Fragmentos de un conjunto de datos sobre señalamiento de objetos
★ ★ ★ ★

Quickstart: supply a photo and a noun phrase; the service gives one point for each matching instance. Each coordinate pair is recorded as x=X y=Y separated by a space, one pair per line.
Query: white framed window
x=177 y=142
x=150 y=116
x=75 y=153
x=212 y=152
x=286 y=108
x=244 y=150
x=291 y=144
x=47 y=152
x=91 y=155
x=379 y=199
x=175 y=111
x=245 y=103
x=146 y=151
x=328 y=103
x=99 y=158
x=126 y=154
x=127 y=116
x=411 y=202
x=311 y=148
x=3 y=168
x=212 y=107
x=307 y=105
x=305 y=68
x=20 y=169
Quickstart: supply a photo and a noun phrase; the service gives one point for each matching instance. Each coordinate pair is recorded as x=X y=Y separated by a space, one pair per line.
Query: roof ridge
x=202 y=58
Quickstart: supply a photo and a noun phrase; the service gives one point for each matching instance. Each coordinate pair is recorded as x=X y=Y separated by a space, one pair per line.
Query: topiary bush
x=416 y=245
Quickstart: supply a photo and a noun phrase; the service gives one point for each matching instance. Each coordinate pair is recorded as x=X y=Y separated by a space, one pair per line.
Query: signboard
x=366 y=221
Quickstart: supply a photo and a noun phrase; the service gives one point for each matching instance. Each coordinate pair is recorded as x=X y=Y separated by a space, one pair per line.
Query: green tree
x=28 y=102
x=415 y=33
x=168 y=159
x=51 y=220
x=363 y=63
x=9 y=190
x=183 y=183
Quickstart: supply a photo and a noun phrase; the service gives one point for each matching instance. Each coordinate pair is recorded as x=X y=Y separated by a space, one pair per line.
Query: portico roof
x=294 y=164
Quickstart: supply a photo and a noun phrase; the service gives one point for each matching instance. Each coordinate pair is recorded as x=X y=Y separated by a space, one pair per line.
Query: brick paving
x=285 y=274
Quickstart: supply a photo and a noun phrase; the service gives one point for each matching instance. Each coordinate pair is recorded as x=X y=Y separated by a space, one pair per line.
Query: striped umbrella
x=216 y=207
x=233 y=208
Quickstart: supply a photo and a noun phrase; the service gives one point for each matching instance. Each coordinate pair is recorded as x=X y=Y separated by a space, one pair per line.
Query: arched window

★ ★ ★ ★

Tarea por realizar
Presenta todas las líneas del listado como una lista numerada y omite las líneas en blanco.

Respuesta al ejercicio
1. Quickstart: supply a photo and a noun phrase; the service gives one point for each matching instance. Each coordinate pair is recorded as x=X y=Y separated by a space, one pair per line.
2. Query: white framed window
3. x=177 y=142
4. x=150 y=116
5. x=75 y=153
6. x=212 y=152
7. x=286 y=108
8. x=244 y=150
9. x=291 y=144
10. x=47 y=152
11. x=91 y=155
12. x=379 y=199
13. x=175 y=111
14. x=245 y=103
15. x=146 y=151
16. x=328 y=103
17. x=99 y=158
18. x=126 y=154
19. x=127 y=116
20. x=411 y=202
21. x=311 y=148
22. x=3 y=168
23. x=212 y=107
24. x=307 y=105
25. x=305 y=68
26. x=20 y=169
27. Quickstart: supply a photo and a noun phrase; the service gives one point for each matching instance. Each coordinate pair is recorded as x=X y=Y separated by a space, one pair per line.
28. Query: roof ridge
29. x=202 y=58
30. Quickstart: supply a photo and a noun phrase; the service gives one point for each matching instance. Each coordinate pair is recorded as x=X y=Y separated by a space, one pair per line.
31. Query: topiary bush
32. x=416 y=245
33. Quickstart: supply a photo and a noun phrase; the service gives one point for each matching instance. Each coordinate pair is recorded as x=X y=Y separated by a space, one pair per line.
34. Query: signboard
35. x=366 y=221
36. Quickstart: supply a photo and a noun phrase; the service gives one point for each matching instance. Each coordinate pair is recorded as x=X y=Y separated by a space, one pair per line.
37. Query: green tree
38. x=28 y=102
39. x=415 y=33
40. x=168 y=159
41. x=51 y=220
42. x=363 y=63
43. x=9 y=190
44. x=183 y=183
45. Quickstart: supply a photo and a noun phrase; the service gives one point for each matching instance. Each coordinate pair is recorded as x=X y=Y separated by a space, one pair per line.
46. Query: portico roof
47. x=294 y=164
48. Quickstart: supply a photo and a noun phrase; the service gives one point for each matching instance. Each coordinate pair is recorded as x=X y=Y separated by a space, one pair per line.
49. Query: brick paving
50. x=285 y=274
51. Quickstart: supply a photo and a noun phrase; the service gives one point for each matching instance. Each coordinate pair is recorded as x=X y=Y separated by a space, one pair per line.
52. Query: striped umbrella
53. x=216 y=207
54. x=233 y=208
55. Quickstart: supply a photo and a noun phrase; the service gives one point for each matching instance. Each coordinate pair is recorded as x=X y=Y separated by a space, one pair per line.
56. Query: arched window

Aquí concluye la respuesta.